Excerpts from a point labeling dataset:
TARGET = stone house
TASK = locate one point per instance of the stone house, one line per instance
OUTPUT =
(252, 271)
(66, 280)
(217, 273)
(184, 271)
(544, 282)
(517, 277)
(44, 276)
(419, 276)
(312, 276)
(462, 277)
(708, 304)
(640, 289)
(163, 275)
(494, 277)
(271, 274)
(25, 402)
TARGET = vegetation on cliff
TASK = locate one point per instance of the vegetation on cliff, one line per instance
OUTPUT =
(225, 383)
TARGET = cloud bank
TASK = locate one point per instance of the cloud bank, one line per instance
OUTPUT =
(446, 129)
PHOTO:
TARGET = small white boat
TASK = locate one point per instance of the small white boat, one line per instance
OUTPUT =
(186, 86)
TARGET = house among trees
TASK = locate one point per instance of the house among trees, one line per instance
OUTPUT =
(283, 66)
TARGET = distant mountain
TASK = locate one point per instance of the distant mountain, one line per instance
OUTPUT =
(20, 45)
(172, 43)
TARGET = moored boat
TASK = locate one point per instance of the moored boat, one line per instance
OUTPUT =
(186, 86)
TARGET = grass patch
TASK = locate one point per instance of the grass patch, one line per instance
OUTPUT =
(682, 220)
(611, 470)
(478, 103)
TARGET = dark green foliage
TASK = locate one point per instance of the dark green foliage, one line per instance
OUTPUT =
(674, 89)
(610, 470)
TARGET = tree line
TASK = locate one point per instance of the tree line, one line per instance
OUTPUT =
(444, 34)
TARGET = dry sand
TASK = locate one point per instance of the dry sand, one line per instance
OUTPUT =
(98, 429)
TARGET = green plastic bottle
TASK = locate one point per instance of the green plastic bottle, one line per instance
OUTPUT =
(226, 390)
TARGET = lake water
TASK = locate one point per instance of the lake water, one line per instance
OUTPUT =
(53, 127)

# [Goal]
Please give the lines as a JSON list of strings, one string per line and no blank lines. Begin at the line that has "TARGET = lake water" and stop after the last line.

# [Complete answer]
[
  "TARGET = lake water",
  "TASK = locate one point per instance of the lake water, one line per instance",
  "OUTPUT =",
  "(53, 127)"
]